Description of the task :: Duplicate the items below line for line, omitting the pictures from your answer.

Raw records ::
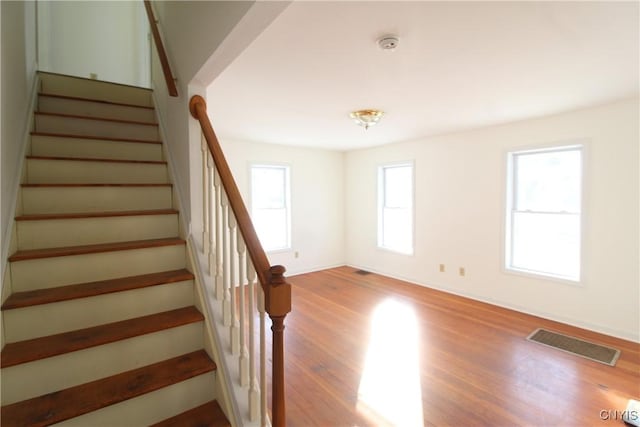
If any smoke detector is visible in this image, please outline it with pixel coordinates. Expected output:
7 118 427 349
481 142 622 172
378 35 400 50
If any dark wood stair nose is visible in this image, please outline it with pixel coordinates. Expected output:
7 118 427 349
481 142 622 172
9 237 185 262
0 350 216 427
151 400 231 427
0 307 204 368
2 269 194 310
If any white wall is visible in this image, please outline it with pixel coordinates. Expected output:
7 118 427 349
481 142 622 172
345 99 640 341
151 1 254 234
38 0 150 87
221 140 345 275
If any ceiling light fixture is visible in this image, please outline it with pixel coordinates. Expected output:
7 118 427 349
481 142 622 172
349 110 384 129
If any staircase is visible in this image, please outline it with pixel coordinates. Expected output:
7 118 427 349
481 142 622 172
0 73 230 427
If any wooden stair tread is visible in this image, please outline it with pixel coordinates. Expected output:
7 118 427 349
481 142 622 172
2 269 194 310
31 132 162 145
0 307 204 368
0 350 216 427
9 237 185 262
38 92 154 110
20 183 172 188
15 209 179 221
27 156 167 165
151 400 231 427
33 111 158 127
38 70 153 93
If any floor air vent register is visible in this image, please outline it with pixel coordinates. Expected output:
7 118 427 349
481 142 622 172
527 328 620 366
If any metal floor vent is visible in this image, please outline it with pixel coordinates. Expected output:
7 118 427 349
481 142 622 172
527 328 620 366
355 270 371 276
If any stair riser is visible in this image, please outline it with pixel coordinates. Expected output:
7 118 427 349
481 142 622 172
22 186 172 214
56 372 216 427
10 245 185 292
16 214 180 250
38 96 156 123
31 135 162 161
35 114 160 141
2 322 203 405
27 159 168 184
40 73 153 107
4 281 192 345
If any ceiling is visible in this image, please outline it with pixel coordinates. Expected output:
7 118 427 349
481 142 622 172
207 1 640 150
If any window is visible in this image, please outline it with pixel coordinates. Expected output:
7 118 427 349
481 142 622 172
251 165 291 251
505 145 583 282
378 163 413 254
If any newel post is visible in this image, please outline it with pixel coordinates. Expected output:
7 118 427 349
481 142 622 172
265 265 291 427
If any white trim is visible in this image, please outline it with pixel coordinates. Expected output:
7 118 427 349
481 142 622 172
376 160 416 256
151 90 191 237
345 264 640 343
500 139 588 286
187 234 246 426
249 161 293 254
0 72 40 296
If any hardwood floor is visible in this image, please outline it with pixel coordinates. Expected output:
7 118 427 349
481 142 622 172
278 267 640 427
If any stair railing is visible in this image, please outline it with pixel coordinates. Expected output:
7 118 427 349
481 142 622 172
189 95 291 427
143 0 178 96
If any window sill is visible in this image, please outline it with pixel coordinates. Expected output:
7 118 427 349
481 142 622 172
503 267 584 287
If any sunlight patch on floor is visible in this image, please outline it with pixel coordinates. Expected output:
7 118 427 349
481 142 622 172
357 299 424 427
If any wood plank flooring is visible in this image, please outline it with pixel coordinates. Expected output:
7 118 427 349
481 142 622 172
278 267 640 427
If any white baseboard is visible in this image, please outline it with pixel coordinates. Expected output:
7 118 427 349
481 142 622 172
347 264 640 343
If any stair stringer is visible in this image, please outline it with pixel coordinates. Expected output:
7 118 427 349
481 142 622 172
152 90 242 427
0 73 40 349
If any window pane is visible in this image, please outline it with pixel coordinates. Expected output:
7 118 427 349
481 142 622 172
383 166 413 208
511 212 580 280
514 149 582 213
253 209 289 251
251 165 291 251
382 209 413 253
251 166 286 209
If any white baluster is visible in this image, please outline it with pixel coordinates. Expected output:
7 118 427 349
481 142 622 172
238 239 249 387
213 171 224 301
229 216 240 355
221 192 231 326
257 283 267 427
200 134 211 257
247 257 260 421
207 154 217 276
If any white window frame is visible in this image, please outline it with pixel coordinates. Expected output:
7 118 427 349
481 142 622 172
503 145 588 285
377 161 415 255
249 162 291 253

Exercise result ::
If any smoke detector is visible in this image, please outline it with pixel coordinates. Expected output:
7 118 427 349
481 142 622 172
378 35 400 50
If any dark wood stair nose is visible in this image, please outline it with pixel coordinates. Expected output:
7 118 427 349
481 142 622 172
9 237 185 262
0 350 216 427
151 400 231 427
0 307 204 368
2 269 194 310
If any white wall is visible in this image, please outline it with pixel coordinates. Expected output:
7 118 427 349
481 142 622 172
345 99 640 341
151 1 254 234
38 0 150 87
221 140 345 275
If any ceiling light fixture is visible in this image, please outline it with pixel coordinates. Expected output:
7 118 427 349
481 142 622 172
349 110 384 129
If any staircase is visible in this image, please outline it with pixel coordinates. Expected output:
7 118 427 349
481 142 622 172
0 73 230 427
If any wooden stair tread is visible in this image, please outline it with pixel coordinates. Expected output:
7 118 427 349
481 142 622 172
2 269 194 310
31 132 162 145
0 307 204 368
0 350 216 427
9 237 185 262
38 92 154 110
20 183 172 188
15 209 179 221
27 156 167 165
151 400 231 427
33 111 158 127
38 70 153 93
If any floor air vent register is visible in this image, please outline it with pixel coordinates. Expected output:
7 118 427 349
481 142 622 172
527 328 620 366
If any metal floor vent is visible in this image, please outline it with pixel coordinates. Expected output:
7 118 427 349
481 142 622 172
527 328 620 366
355 270 371 276
If any stair riser is visible in this image, please outline it with pixel coordinates. Expected output:
7 118 427 349
481 142 622 172
22 186 172 214
56 372 216 427
10 245 185 292
16 214 180 250
38 96 156 123
31 135 162 161
35 114 160 141
2 322 203 405
27 159 168 184
40 73 153 107
4 281 192 345
If any ceiling is visible in this image, please outline it with pixel coordinates. Expected output:
7 118 427 349
481 142 622 172
207 1 640 150
If any window is visible in this image, please outline it with pixel coordinates. Expected output:
7 118 427 349
481 142 622 172
251 165 291 251
505 145 583 282
378 163 413 254
If any newel post is visible in this image, please outline it with pixel coordinates. Expected output:
7 118 427 349
481 142 622 172
265 265 291 427
If any white trim is visible in this image, please outline it with pixel coordinates. Expected output:
7 118 427 349
481 142 622 172
376 160 416 256
151 90 191 237
345 264 640 343
500 139 588 286
187 234 246 426
249 161 293 254
0 72 40 296
If any hardwood floor is visible in this image, please outline it with pixel coordinates. Expected output:
7 118 427 349
481 142 622 172
278 267 640 427
If any stair railing is visible in this image, please outline it with pixel coordinates. Expected output:
7 118 427 349
481 142 622 172
189 95 291 427
143 0 178 96
If any window sill is visible in this image, please outline it with pixel coordinates. Expected output:
7 118 427 349
481 142 622 172
503 267 584 287
If any sunlight patch on floor is visible in this image, please outline it with pixel coordinates. Expected output:
7 118 427 349
481 142 622 172
357 299 424 427
If any wood plank flooring is visible in this image, please outline it with pixel coordinates. Expected output:
7 118 427 349
481 142 622 172
278 267 640 427
If any white baseboard is visible in this image, please outline it with pixel coordinates. Expected output:
7 118 427 349
481 142 622 172
347 264 640 343
If any stair stringer is visible in this image, please outline it with pixel coordinates. Expected output:
7 118 427 349
481 142 622 172
152 90 242 427
0 73 40 349
If any window pane is visible in this image, please outline it with pixel coordinates. Expected output:
7 118 427 349
481 142 622 172
383 166 413 208
511 212 580 280
514 149 582 213
253 209 289 251
251 165 291 251
382 209 413 253
251 166 286 209
If any white baluster is visible in this image, please outline it with pixel coordinates. Expected output:
7 118 427 349
481 142 622 172
238 239 249 387
213 171 224 301
229 216 240 355
221 192 231 326
257 283 267 427
200 134 211 257
247 257 260 421
207 154 217 276
If any white window frame is visible in this image, please outline it with pixel coordinates. Expected output:
7 118 427 349
481 142 622 172
503 145 588 285
377 161 415 255
249 162 291 253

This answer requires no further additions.